Rewrite the stretch from the start of the entries through the line containing "88 260 L 154" as a numbered list, leaving out any blank lines.

··· Extracted data ···

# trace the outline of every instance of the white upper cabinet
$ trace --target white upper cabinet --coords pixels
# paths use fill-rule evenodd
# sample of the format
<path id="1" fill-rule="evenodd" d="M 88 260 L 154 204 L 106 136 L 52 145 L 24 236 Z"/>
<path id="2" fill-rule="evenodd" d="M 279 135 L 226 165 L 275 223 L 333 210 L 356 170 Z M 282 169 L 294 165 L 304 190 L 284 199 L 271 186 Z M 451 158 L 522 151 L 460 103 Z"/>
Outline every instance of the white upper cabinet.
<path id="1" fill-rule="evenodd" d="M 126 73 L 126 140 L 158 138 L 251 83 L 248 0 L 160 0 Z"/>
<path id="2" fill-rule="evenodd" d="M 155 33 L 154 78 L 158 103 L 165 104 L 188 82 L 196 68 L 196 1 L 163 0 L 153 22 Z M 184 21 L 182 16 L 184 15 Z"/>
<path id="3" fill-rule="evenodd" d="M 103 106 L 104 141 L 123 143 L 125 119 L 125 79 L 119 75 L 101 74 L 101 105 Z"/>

···

Answer to the problem:
1. # trace the outline of every instance of the white upper cabinet
2. $ trace --target white upper cabinet --coords pixels
3. # paths use fill-rule evenodd
4. # sample of the format
5. <path id="1" fill-rule="evenodd" d="M 88 260 L 154 204 L 106 136 L 52 145 L 24 236 Z"/>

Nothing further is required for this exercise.